Optical molecular imaging is a rapidly developing technique of molecular imaging, which combines optical process with certain molecular properties. Optical molecular imaging analyzes and processes bioluminescence or excited fluorescence in objectives, and studies them qualitatively and quantitatively.
Representative imaging methods of optical molecular imaging technology are fluorescence imaging and bioluminescent imaging (BLI). Both of them belong to two-dimensional luminescent imaging technology. Although the technology is convenient and simple, it has limitations in application, especially for imaging depth, two-dimensional fluorescence image that may not reflect the information of light source depth and hard to quantify it. The two technologies mentioned above can only reflect projection information of fluorescent probes in organisms at a certain angle, which is generated by superposition of multiple depths signals. So, two-dimensional imaging technology has a very low resolution.

----------------------------------------

- Exercise 1
Rewrite the passage on optical molecular imaging from "Optical molecular imaging is" up to and including "qualitatively and quantitatively.", putting "fast-growing" in place of "rapidly developing".
- Exercise 2
In the passage on optical molecular imaging, which two imaging methods are named as representative of the technology?

[Point localization data]
----------------------------------------

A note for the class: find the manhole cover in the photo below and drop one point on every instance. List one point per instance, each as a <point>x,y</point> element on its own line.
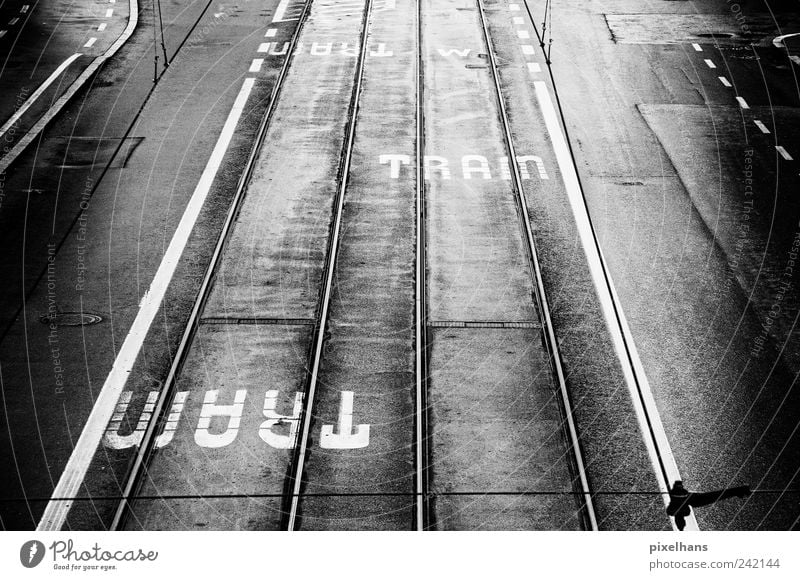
<point>71,319</point>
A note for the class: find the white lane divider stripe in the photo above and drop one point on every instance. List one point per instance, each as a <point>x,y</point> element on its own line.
<point>37,93</point>
<point>761,126</point>
<point>71,479</point>
<point>27,139</point>
<point>642,397</point>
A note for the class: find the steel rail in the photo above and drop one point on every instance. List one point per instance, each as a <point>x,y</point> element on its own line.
<point>544,308</point>
<point>298,465</point>
<point>421,367</point>
<point>133,479</point>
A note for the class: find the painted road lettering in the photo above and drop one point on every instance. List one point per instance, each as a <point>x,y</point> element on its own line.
<point>472,166</point>
<point>279,431</point>
<point>346,438</point>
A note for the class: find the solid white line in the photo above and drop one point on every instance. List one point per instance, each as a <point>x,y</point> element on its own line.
<point>69,484</point>
<point>612,310</point>
<point>761,126</point>
<point>784,153</point>
<point>133,19</point>
<point>37,93</point>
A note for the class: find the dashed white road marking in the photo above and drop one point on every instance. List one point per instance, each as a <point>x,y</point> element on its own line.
<point>37,93</point>
<point>625,347</point>
<point>761,126</point>
<point>75,471</point>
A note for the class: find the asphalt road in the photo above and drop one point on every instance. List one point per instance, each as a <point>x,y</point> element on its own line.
<point>682,118</point>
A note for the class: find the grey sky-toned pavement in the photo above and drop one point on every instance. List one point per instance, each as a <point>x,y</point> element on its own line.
<point>398,264</point>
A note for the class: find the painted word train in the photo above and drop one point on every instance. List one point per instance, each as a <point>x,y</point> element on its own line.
<point>273,430</point>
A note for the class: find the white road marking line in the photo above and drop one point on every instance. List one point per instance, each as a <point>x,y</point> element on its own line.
<point>28,138</point>
<point>37,93</point>
<point>71,479</point>
<point>761,126</point>
<point>784,153</point>
<point>642,397</point>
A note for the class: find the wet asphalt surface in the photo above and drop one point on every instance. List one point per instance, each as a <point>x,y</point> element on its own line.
<point>661,145</point>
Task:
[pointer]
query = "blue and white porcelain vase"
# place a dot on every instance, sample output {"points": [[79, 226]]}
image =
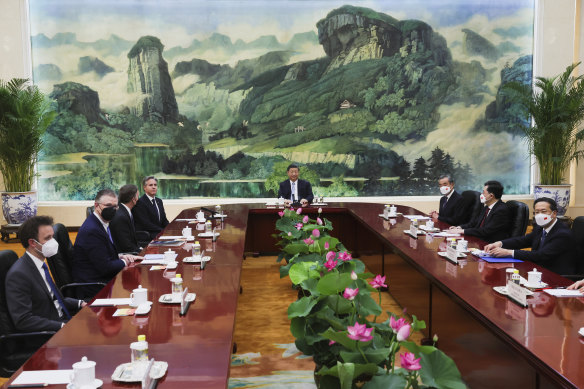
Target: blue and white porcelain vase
{"points": [[19, 206], [559, 193]]}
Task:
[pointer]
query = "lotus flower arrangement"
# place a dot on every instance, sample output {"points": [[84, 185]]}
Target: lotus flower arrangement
{"points": [[338, 322]]}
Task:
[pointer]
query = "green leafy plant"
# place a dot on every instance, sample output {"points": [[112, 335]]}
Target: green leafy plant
{"points": [[24, 117], [556, 106], [338, 322]]}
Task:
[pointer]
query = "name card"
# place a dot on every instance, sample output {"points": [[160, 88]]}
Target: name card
{"points": [[517, 293], [452, 254], [413, 230]]}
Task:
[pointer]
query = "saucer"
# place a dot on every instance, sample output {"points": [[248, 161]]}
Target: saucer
{"points": [[134, 306], [97, 383], [170, 299], [205, 258]]}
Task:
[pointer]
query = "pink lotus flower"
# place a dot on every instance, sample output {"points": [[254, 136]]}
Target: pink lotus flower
{"points": [[378, 282], [403, 333], [360, 332], [330, 264], [350, 294], [397, 324], [409, 362]]}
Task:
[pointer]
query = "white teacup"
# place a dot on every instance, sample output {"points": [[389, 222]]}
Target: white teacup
{"points": [[169, 255], [187, 232], [533, 277], [138, 296], [462, 245], [83, 373]]}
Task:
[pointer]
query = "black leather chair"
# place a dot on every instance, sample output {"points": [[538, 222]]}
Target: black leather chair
{"points": [[472, 205], [519, 217], [16, 347], [578, 232], [62, 263]]}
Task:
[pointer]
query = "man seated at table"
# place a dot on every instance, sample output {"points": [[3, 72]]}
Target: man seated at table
{"points": [[451, 203], [551, 241], [95, 258], [122, 225], [34, 302], [149, 214], [494, 222], [295, 190]]}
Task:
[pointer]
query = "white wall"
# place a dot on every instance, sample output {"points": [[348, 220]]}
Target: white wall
{"points": [[557, 44]]}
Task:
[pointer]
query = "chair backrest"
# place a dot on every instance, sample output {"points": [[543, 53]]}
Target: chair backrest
{"points": [[7, 259], [472, 205], [578, 232], [519, 217]]}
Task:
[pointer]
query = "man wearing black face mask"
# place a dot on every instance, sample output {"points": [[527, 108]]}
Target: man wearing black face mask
{"points": [[95, 258], [33, 300]]}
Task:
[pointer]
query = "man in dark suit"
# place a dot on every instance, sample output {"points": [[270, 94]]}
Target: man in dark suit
{"points": [[295, 190], [122, 225], [95, 258], [149, 212], [34, 302], [451, 203], [551, 241], [494, 222]]}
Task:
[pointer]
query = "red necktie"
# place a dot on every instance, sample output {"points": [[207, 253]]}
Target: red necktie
{"points": [[485, 217]]}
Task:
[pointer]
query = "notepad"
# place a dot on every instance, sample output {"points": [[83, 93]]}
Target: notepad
{"points": [[564, 293], [500, 260]]}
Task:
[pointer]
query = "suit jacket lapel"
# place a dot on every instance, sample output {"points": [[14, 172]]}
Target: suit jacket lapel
{"points": [[38, 279]]}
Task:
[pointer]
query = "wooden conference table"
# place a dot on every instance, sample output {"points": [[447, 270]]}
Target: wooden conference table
{"points": [[494, 342]]}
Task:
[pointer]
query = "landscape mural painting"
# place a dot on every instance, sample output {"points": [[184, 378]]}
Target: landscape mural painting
{"points": [[216, 98]]}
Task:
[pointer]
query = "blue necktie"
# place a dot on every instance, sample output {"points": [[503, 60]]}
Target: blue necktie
{"points": [[56, 291], [109, 233]]}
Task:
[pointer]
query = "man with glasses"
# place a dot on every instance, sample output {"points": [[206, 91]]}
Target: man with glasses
{"points": [[494, 222], [95, 258], [149, 214], [551, 241]]}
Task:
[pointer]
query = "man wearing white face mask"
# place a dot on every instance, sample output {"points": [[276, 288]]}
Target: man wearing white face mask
{"points": [[451, 203], [552, 244], [34, 302], [494, 221]]}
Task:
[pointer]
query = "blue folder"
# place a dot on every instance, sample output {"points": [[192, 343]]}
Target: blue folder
{"points": [[500, 260]]}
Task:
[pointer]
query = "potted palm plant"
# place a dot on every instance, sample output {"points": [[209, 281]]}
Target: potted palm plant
{"points": [[556, 109], [24, 117]]}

----------------------------------------

- Final answer 1
Optical molecular imaging is a fast-growing technique of molecular imaging, which combines optical process with certain molecular properties. Optical molecular imaging analyzes and processes bioluminescence or excited fluorescence in objectives, and studies them qualitatively and quantitatively.

- Final answer 2
Fluorescence imaging and bioluminescent imaging (BLI).